begin Source excerpt

SUPREME COURT OF QUEENSLAND

 

PARTIES:

FILE NO/S:

Trial

PROCEEDING:

Application

ORIGINATING COURT:

DELIVERED ON:

3 April 2006

DELIVERED AT:

Brisbane

HEARING DATE:

20 March 2006

JUDGE:

Atkinson J

ORDER:

The appeal is allowed.

That the first respondent pay the appellant’s costs of and incidental to the appeal.

CATCHWORDS:

PROCEDURE – COSTS – appeal to Supreme Court from Anti-Discrimination Tribunal – where appellant failed to appear at hearing – whether, as a matter of natural justice, the applicant was given the opportunity to be heard on whether there was a ‘reasonable excuse’ for non-attendance.

COUNSEL:

Applicant in person
SJ Hamlyn-Harris for the respondent

SOLICITORS:

Applicant self-represented
Crown Solicitor for the respondent

[1] Jennifer N appealed to the Supreme Court from a decision of the Queensland Anti-Discrimination Tribunal (“the Tribunal”) awarding costs in the amount of $28,168.25 against the appellant when she failed to attend at the hearing of complaints which had been referred to the Tribunal by the Anti-Discrimination Commission (“the Commission”).  Such an appeal may be brought pursuant to s 217 of the Anti-Discrimination Act 1991 (“the ADA”) on a question of law.

end Source excerpt

> _What this exercise asks_
1. Copy the entries below word for word, starting at the line that contains "Practice step: locate the windshield sticker" and ending at the line that contains "point(555, 240)".
2. Write the next part of the Queensland costs appeal judgment above, picking up right after its last sentence.

begin Input

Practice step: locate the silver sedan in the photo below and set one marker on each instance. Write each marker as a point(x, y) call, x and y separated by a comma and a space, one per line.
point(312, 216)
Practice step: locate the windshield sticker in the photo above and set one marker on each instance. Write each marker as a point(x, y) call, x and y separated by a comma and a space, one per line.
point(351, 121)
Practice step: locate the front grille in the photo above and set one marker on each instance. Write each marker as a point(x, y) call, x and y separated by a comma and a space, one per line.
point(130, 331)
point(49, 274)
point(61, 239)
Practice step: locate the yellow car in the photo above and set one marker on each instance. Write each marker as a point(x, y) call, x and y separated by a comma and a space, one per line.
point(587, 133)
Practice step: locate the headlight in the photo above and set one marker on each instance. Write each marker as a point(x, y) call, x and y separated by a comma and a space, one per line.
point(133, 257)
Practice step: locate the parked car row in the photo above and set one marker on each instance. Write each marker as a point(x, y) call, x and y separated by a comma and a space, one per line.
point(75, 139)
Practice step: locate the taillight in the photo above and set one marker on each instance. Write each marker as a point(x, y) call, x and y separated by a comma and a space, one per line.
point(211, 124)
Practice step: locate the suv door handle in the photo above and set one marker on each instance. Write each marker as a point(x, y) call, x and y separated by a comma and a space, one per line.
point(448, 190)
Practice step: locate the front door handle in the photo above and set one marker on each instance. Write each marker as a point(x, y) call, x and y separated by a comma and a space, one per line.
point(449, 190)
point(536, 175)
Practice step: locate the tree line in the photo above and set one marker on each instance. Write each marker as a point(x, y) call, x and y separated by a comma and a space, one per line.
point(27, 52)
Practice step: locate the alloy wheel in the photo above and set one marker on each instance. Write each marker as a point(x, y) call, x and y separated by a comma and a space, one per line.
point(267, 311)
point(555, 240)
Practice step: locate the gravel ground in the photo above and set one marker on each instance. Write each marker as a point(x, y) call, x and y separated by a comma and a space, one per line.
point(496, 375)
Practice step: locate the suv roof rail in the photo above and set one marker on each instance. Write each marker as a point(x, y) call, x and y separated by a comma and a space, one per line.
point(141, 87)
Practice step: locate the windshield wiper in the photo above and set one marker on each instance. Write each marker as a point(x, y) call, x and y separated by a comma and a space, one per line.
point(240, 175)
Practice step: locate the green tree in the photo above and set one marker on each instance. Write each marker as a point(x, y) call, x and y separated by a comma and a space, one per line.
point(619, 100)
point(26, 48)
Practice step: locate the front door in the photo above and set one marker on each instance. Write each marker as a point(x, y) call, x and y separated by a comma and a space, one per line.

end Input

> _Final results_
1.
Practice step: locate the windshield sticker in the photo above and set one marker on each instance. Write each marker as a point(x, y) call, x and y separated by a comma and a space, one per line.
point(351, 121)
Practice step: locate the front grille in the photo above and set one marker on each instance. Write each marker as a point(x, y) call, x and y separated by a comma and a space, one per line.
point(130, 331)
point(49, 274)
point(61, 239)
Practice step: locate the yellow car in the photo above and set one marker on each instance. Write each marker as a point(x, y) call, x and y separated by a comma and a space, one per line.
point(587, 133)
Practice step: locate the headlight in the photo above and set one marker on each instance. Write each marker as a point(x, y) call, x and y separated by a comma and a space, one per line.
point(133, 257)
Practice step: locate the parked car row in the photo above and set one marker on each instance. Write each marker as a point(x, y) call, x and y separated by a comma and a space, one per line.
point(75, 139)
Practice step: locate the taillight in the photo above and set one marker on each instance. Write each marker as a point(x, y) call, x and y separated by a comma and a space, one per line.
point(211, 124)
Practice step: locate the suv door handle in the photo above and set one marker on each instance. Write each marker as a point(x, y) call, x and y separated by a comma and a space, one per line.
point(448, 190)
Practice step: locate the front door handle in the photo above and set one marker on each instance. Write each marker as a point(x, y) call, x and y separated by a comma and a space, one per line.
point(449, 190)
point(536, 175)
Practice step: locate the tree line in the photo above and set one marker on each instance. Write each marker as a point(x, y) call, x and y separated by a comma and a space, one per line.
point(27, 52)
Practice step: locate the alloy wheel in the photo above and set one marker on each instance. Write each marker as a point(x, y) call, x and y separated by a comma and a space, one per line.
point(267, 311)
point(555, 240)

2.
[2] The question of law in this case concerns the interpretation of s 202 and s 213 of the ADA.  Section 202(1) provides that the Tribunal may dismiss a complaint and order the complainant pay costs to the respondent if the complainant does not attend a hearing “without reasonable excuse.”

Costs order in the Tribunal

[3] After the respondent had been unsuccessful in its application to have one of the complaints dismissed pursuant to s 215A of the ADA, the complaints were set down for hearing on 22 August 2005.  The appellant did not appear at the hearing and the President of the Tribunal dismissed the complaints and ordered the appellant to pay the first respondent’s costs.  The Tribunal ordered the first respondent to prepare a submission as to the amount of costs claimed and to post it to the Registry of the Tribunal and the complainant within fourteen (14) days.  The Tribunal further ordered:

“If the complainant wishes to advance any arguments as to the amount of costs which should be awarded, the complainant is to provide submissions about this to the Registry and the respondent within 14 days of receipt of the respondent’s submissions.”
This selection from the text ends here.